Excerpt.
====

Of course, as any fan of The Mars
Volta’s sprawling acid-rock epics will
attest, where you start isn’t necessarily
where you end up. The eight songs
that make up Octahedron [Warner
Brothers] don’t surf the same unrelenting
waves of amplified aggression as
2007’s The Bedlam in Goliath, but they
aren’t entirely unplugged, either.
What’s clear is that Rodriguez-Lopez
found direction in the limitations he
imposed on himself and lead singer
Cedric Bixler-Zavala.
“I came up with a list of ground
rules to push us to create something
different,” he explains. “An obvious one
was to ask Cedric to sing in the middle
and lower registers, because he’s
known for singing way up high, and to
use only three extreme vocal effects
[such as the distorted Leslie cabinet
that drives the closing track
“Luciforms”]. I allowed myself only
one instrumental section on the whole
album, and I stayed away from writing
horn sections or anything elaborate.
All this was a big key in developing a
different sound.”
There were restrictions on the actual
recording sessions, too, which took
place over the course of three weeks
last summer at his E-Clat Studio in
Brooklyn (since relocated to Mexico,
where he now lives). Everything was
tracked digitally to 48 tracks on Pro
Tools—a real limitation, considering
most Mars Volta albums have taken up
in excess of 100 tracks, usually recorded
raw to 2-inch tape, and then dumped to
Pro Tools for editing and mixing. In a
sense, Rodriguez-Lopez was turning
back the clock to the way he and
Bixler-Zavala made music with At the
Drive-In, their first band together, and a
cult punk fixture to this day.
“This time, we still mixed down to
tape, and we mastered from tape, as
we usually do,” he clarifies. “But
again, making Octahedron was about
making decisions up front that we
would have to be stuck with. I loved
the sound of the room I had at E-Clat,
so I wanted that to be present, with
the bleed and everything. We turned
all our gear up to 10, for lack of a better
term, and let it be a little furry in
places, knowing that recording digitally
can be so pristine.”
When tracking Thomas Pridgen’s
drums, for example, that furriness
sometimes meant overloading the
room mics—usually a combination of
Royer R-121s, a Royer SF-12, and a Neumann
U 67—and recording “really hot”
through a bank of Neve 1073 mic
premps and Urei 1176 compressors.
Also, a TASCAM 4-track 1/2-inch tape
machine would often be running, to be
mixed later into the overall sound. It’s a
technique that gets an added twist on
the hauntingly funky “Teflon,” where
Pridgen’s drums and Juan Alderete’s
muscular bass lines are chased by
dreamlike echoes—via a Maestro RM-1B
Ring Modulator—of the programmed
beats Rodriguez-Lopez laid to 4-track
back in 2001, when he first conceived
of the song.

====

Recorded data.
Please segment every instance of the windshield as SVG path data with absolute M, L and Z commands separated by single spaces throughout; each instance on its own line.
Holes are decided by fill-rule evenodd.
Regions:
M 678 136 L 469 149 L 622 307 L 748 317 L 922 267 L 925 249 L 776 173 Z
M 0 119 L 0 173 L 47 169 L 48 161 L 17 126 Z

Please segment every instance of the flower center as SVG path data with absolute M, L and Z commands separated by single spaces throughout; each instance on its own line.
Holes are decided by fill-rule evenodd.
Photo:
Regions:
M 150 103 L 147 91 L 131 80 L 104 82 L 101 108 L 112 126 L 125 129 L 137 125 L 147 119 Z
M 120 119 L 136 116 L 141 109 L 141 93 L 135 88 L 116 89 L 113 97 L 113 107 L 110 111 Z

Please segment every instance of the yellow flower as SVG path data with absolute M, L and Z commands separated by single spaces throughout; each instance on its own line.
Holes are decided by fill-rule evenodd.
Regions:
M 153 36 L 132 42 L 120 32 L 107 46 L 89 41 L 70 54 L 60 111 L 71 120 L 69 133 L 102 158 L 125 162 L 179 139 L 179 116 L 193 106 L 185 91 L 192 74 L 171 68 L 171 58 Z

====

Goal 1. Which people does the Octahedron article name?
Goal 2. Return everything in the Octahedron article from "Of course, as" down to "entirely unplugged, either.".
These entries have no connection to the Octahedron article.

Response 1. Rodriguez-Lopez, Cedric Bixler-Zavala, Thomas Pridgen, Juan Alderete

Response 2.
Of course, as any fan of The Mars
Volta’s sprawling acid-rock epics will
attest, where you start isn’t necessarily
where you end up. The eight songs
that make up Octahedron [Warner
Brothers] don’t surf the same unrelenting
waves of amplified aggression as
2007’s The Bedlam in Goliath, but they
aren’t entirely unplugged, either.